Vertaal de zin "Reflecterend over vroeger besef ik dat dit eigenlijk altijd het geval is geweest." uit de selectie over het bekijken van een mensenmenigte naar het Engels.

Selectie |
------------------------------------------------------------------------
Als ik, zoals tijdens dit uitstapje, een mensenmenigte bekijk, zie ik vooral het vrouwelijke geslacht. Mannen vallen me alleen op als ze in groepjes zijn; dan word ik alert op ongewenst of agressief gedrag (mijn conflict-mijdende houding). Tegenwoordig zijn er ook velen die niet aan die vertrouwde man-vrouw rollen (willen) beantwoorden, en hen neem ik vooral waar als bijzondere accenten in de omgeving. Op het gevaar af als seksistisch te worden bestempeld geef ik toe: het doet me goed om vrouwen te zien, en dan vooral vanuit een soort nieuwsgierigheid. Ik begrijp niets van ze, en klaarblijkelijk hoop ik door afstandelijk bestuderen ze te kunnen doorgronden (ook weer een van die autistische trekjes, omdat ik geen goed diepte-gesprek aan kan gaan). Reflecterend over vroeger besef ik dat dit eigenlijk altijd het geval is geweest. Overigens, sinds ik ooit het verwijt kreeg onbewust steeds mijn ogen naar vrouwelijk schoon te laten glijden, heb ik dat onhebbelijk gedrag aangepast. Sindsdien weet ik ook dat ik vroeger meer dan eens onbedoeld signalen van persoonlijke interesse heb uitgezonden, hoewel dat in werkelijkheid niet klopte (wat dan weer bleek uit de afstand die ik bewaarde en de soms openlijk geuite frustraties van mijn “targets”, maar dat is een andere romcom-geschiedenis). Ook nu, terug in het centrum van Eindhoven, merkte ik dat het zien van dames van verschillende pluimages mij een plezierig gevoel gaf.
------------------------------------------------------------------------
Aangeleverde gegevens |
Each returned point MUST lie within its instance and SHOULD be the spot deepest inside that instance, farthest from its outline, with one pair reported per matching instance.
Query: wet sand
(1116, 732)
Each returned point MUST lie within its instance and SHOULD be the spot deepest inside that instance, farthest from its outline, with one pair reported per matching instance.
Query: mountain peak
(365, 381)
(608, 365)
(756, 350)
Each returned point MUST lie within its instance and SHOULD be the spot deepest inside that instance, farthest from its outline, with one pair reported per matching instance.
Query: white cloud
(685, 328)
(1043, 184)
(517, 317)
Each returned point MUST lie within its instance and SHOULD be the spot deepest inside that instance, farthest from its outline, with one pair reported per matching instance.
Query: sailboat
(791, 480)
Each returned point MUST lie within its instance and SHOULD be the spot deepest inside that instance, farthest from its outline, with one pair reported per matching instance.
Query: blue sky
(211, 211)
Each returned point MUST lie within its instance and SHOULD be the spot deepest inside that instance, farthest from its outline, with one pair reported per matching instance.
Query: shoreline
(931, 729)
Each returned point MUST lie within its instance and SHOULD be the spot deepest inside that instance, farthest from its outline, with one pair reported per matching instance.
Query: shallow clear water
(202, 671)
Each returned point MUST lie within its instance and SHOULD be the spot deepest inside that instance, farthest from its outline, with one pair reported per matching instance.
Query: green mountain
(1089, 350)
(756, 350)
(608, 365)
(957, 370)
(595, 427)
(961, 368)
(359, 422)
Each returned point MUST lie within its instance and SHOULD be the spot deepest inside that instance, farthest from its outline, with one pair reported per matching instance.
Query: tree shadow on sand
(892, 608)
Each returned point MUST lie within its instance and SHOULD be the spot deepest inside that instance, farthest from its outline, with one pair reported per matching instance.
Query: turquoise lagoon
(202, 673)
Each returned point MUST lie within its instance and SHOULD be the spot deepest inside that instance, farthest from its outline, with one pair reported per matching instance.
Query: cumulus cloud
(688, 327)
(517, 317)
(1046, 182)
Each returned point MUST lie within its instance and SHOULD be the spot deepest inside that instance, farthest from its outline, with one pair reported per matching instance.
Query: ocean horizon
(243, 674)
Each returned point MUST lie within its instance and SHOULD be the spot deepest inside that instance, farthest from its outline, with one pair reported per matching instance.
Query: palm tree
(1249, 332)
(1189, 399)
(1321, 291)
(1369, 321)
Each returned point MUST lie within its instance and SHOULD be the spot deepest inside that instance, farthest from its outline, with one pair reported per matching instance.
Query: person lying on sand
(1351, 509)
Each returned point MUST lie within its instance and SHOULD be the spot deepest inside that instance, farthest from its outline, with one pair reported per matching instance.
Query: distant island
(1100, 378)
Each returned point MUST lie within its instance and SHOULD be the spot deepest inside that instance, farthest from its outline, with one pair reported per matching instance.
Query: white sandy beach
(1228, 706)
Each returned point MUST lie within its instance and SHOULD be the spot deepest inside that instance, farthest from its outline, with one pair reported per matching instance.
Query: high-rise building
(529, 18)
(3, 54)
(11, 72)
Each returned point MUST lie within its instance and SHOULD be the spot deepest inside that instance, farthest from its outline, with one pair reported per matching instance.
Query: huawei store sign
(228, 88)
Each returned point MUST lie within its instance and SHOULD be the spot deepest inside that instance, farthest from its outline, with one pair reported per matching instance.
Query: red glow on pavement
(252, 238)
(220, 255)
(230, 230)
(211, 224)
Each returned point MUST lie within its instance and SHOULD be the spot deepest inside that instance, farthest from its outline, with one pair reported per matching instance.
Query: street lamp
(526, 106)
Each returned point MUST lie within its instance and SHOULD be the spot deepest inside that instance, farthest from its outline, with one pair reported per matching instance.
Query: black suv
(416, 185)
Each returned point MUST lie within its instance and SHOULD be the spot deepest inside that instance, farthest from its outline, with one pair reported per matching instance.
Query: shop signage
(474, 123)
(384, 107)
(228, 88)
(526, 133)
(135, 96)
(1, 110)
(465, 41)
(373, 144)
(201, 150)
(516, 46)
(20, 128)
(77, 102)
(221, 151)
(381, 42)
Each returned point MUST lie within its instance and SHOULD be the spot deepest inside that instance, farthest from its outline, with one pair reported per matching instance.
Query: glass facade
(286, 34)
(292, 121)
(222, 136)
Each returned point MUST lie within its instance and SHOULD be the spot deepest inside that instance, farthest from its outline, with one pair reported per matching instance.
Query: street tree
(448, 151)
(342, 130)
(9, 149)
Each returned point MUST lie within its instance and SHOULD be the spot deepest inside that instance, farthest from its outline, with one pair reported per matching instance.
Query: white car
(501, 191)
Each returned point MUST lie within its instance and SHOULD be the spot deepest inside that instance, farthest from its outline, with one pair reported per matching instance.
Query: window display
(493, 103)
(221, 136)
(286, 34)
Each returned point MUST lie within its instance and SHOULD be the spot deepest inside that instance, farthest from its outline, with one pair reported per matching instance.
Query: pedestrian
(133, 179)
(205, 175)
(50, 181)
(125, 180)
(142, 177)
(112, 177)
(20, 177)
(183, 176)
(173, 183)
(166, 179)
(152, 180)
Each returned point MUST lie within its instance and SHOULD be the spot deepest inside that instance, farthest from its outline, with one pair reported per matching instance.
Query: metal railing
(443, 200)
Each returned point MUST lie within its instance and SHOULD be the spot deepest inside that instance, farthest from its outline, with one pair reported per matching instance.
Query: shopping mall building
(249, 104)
------------------------------------------------------------------------
Antwoord | Reflecting on the past, I realize that this has actually always been the case.